Every line below that has the string "plaza" needs to be copied.

========================================

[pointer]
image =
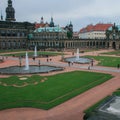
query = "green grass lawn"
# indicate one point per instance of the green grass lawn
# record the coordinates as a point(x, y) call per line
point(53, 91)
point(92, 109)
point(106, 61)
point(116, 52)
point(43, 53)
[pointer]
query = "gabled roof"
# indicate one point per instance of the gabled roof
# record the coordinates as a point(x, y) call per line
point(97, 27)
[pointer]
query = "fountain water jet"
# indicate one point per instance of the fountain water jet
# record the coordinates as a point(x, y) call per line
point(78, 59)
point(26, 62)
point(35, 52)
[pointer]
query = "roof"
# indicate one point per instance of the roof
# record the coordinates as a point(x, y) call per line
point(118, 26)
point(50, 29)
point(97, 27)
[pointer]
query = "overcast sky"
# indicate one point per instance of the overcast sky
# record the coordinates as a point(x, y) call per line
point(80, 12)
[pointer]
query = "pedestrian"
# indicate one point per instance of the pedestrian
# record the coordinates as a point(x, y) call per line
point(89, 67)
point(39, 63)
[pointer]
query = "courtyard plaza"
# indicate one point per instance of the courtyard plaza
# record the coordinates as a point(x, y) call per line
point(73, 108)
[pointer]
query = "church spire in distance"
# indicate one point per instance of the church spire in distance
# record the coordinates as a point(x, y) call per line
point(10, 12)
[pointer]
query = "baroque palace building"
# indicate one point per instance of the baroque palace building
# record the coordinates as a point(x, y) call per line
point(18, 35)
point(13, 35)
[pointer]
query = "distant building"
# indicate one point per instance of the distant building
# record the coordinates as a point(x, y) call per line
point(113, 32)
point(97, 31)
point(13, 35)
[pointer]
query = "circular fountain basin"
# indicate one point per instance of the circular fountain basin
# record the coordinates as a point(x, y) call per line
point(80, 60)
point(32, 69)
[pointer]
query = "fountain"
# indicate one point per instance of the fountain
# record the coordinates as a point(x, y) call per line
point(27, 62)
point(78, 59)
point(35, 52)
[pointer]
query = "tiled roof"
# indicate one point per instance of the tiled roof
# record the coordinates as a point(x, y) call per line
point(97, 27)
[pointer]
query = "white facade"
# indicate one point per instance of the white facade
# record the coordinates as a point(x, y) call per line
point(92, 35)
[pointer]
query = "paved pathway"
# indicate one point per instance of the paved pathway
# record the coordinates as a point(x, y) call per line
point(73, 108)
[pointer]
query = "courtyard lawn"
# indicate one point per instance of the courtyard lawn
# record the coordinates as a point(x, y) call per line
point(116, 52)
point(46, 92)
point(40, 53)
point(106, 61)
point(92, 109)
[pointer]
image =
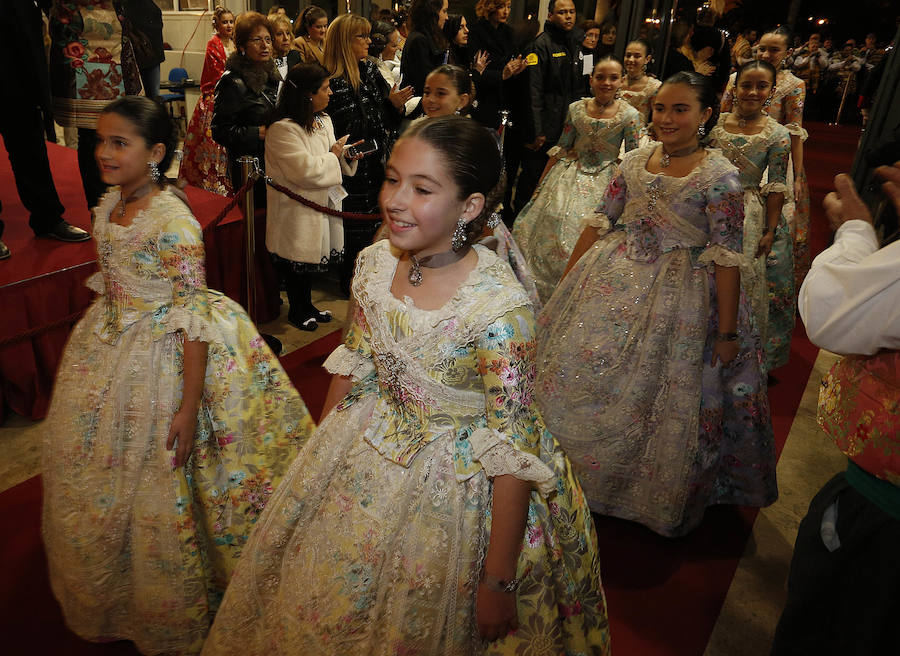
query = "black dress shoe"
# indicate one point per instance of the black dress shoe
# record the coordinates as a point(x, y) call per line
point(64, 231)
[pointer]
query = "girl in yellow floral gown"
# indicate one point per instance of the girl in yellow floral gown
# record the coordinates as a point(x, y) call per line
point(431, 512)
point(171, 423)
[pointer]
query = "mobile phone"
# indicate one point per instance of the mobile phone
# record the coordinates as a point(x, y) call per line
point(366, 147)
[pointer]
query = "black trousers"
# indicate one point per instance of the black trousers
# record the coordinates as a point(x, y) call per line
point(22, 128)
point(533, 163)
point(844, 602)
point(93, 184)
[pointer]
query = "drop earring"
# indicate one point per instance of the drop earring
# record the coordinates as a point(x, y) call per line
point(458, 240)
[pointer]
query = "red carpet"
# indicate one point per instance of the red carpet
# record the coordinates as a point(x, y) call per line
point(664, 595)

========================================

SOLUTION FOR THIS TASK ::
query = "courtyard plaza"
# indicate one point per instance of the courtyard plaza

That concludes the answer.